Could you repeat, word for word, every line from the one containing "[pin] woman's hand" through the final line of the records below, and nothing else?

────────

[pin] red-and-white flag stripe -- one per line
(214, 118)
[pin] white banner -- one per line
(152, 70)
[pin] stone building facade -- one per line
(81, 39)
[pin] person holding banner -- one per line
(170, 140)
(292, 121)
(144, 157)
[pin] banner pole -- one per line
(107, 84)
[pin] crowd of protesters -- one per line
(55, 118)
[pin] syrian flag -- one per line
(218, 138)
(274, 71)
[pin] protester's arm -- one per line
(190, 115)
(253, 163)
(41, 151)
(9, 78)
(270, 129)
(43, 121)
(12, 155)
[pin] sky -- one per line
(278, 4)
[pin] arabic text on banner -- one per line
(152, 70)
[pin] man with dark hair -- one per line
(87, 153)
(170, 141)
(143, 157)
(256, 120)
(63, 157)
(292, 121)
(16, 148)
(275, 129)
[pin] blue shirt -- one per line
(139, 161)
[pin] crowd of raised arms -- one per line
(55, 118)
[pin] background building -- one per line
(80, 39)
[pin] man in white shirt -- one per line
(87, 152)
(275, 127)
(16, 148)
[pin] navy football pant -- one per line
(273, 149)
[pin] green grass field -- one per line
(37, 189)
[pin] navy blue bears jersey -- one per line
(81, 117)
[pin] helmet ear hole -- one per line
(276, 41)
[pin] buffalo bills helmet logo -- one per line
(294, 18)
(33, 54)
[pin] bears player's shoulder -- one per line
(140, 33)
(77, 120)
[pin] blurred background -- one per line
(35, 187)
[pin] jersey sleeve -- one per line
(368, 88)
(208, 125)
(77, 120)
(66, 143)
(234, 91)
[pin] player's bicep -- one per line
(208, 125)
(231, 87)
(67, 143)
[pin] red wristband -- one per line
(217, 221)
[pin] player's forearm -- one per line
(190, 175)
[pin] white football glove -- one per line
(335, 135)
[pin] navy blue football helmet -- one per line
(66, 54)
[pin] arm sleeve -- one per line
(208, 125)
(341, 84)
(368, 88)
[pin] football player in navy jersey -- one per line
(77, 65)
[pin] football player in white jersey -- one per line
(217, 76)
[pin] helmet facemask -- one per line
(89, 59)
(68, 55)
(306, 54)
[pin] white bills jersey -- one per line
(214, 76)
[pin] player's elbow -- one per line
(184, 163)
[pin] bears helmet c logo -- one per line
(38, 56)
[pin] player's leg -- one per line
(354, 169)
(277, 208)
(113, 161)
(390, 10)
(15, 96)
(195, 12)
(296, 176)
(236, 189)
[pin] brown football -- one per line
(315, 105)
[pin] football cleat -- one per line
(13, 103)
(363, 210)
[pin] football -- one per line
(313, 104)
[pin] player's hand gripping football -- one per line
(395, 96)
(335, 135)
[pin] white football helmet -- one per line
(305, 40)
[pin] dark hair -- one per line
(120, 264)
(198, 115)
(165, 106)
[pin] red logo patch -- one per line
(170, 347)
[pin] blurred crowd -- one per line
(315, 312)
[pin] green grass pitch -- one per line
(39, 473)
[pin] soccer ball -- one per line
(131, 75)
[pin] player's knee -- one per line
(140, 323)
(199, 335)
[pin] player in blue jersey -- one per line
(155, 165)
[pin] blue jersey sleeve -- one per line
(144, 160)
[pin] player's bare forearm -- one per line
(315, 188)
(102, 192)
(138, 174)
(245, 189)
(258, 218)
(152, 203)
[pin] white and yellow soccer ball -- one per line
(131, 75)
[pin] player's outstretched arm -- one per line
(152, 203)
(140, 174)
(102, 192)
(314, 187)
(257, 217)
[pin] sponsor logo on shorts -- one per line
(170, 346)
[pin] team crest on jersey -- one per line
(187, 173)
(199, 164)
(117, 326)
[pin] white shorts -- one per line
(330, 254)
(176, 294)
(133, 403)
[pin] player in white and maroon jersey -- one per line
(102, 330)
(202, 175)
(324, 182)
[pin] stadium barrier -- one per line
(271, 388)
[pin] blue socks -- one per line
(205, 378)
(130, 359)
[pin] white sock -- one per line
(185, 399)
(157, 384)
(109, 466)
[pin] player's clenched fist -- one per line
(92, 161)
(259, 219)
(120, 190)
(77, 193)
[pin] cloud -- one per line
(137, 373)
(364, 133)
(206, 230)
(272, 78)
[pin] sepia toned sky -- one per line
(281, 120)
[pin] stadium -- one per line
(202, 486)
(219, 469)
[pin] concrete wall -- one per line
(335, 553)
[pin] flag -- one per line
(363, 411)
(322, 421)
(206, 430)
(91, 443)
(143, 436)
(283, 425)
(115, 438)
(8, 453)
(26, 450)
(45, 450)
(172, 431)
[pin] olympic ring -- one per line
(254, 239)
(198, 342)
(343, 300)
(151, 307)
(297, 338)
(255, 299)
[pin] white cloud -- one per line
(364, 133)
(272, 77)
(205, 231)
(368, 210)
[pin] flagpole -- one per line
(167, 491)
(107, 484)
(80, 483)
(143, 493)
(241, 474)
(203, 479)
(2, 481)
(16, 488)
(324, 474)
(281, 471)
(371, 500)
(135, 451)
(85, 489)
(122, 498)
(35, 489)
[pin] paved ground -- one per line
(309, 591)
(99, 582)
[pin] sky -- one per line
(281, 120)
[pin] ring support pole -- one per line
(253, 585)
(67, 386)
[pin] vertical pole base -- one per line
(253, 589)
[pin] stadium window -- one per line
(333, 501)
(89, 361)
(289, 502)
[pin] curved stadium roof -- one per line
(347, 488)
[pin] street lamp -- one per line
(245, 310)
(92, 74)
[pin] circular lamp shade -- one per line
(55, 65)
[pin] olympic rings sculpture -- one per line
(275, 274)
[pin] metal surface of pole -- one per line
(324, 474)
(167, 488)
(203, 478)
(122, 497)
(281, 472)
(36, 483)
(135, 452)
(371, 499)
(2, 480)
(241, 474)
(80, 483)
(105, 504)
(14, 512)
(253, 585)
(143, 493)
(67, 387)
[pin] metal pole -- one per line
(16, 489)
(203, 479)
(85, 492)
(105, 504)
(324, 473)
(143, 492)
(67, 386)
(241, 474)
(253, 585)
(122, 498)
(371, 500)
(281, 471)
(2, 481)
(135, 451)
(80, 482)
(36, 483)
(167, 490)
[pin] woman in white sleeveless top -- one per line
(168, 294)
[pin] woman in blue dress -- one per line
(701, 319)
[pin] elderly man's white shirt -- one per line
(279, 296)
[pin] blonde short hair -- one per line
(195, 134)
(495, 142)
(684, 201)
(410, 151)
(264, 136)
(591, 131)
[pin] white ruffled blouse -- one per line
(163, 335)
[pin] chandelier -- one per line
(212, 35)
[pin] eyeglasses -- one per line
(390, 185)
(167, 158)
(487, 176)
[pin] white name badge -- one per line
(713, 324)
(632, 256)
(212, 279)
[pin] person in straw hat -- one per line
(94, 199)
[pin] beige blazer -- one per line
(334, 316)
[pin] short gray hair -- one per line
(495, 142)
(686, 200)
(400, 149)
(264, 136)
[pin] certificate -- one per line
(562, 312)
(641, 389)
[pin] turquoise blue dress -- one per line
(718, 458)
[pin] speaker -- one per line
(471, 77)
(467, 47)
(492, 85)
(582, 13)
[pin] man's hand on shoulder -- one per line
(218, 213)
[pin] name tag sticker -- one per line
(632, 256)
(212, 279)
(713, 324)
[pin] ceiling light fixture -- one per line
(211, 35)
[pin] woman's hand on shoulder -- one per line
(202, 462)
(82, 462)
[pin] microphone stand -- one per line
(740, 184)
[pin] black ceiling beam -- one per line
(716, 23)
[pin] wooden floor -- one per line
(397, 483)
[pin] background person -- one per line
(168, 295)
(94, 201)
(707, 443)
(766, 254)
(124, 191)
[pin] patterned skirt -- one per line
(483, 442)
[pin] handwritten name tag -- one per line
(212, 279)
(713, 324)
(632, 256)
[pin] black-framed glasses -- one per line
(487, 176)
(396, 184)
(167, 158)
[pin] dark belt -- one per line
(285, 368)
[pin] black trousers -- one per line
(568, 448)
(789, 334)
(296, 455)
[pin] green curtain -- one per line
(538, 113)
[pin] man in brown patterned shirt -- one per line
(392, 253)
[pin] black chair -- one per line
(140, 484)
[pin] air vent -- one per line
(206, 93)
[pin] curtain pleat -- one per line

────────

Answer to this task:
[pin] woman's hand on shoulder -- one per line
(202, 462)
(82, 462)
[pin] microphone stand -- one per line
(740, 184)
[pin] black ceiling beam -- one per line
(716, 23)
[pin] wooden floor -- one per line
(397, 483)
[pin] background person -- one per line
(168, 295)
(94, 201)
(707, 443)
(766, 254)
(124, 191)
[pin] patterned skirt -- one per line
(483, 442)
[pin] handwritten name tag -- one per line
(212, 279)
(713, 324)
(632, 256)
[pin] black-framed glasses -- one per line
(487, 176)
(396, 184)
(167, 158)
[pin] dark belt -- one per line
(285, 368)
[pin] black trousers -- one per line
(568, 448)
(789, 334)
(296, 455)
[pin] green curtain -- one per line
(538, 113)
[pin] man in brown patterned shirt -- one per line
(392, 253)
[pin] black chair -- one per line
(140, 484)
[pin] air vent -- one per line
(206, 93)
[pin] curtain pleat -- one per line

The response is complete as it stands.